* **CHALLENGE**: Render the material below as a Markdown table with two columns, Row and Line, giving each line its own numbered row and leaving out blank lines.

* **MATERIAL PROVIDED**:
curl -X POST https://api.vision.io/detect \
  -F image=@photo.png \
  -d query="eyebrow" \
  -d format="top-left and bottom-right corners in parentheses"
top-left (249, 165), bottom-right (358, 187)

* **SOLUTION BELOW**:
| Row | Line |
|---|---|
| 1 | curl -X POST https://api.vision.io/detect \ |
| 2 |   -F image=@photo.png \ |
| 3 |   -d query="eyebrow" \ |
| 4 |   -d format="top-left and bottom-right corners in parentheses" |
| 5 | top-left (249, 165), bottom-right (358, 187) |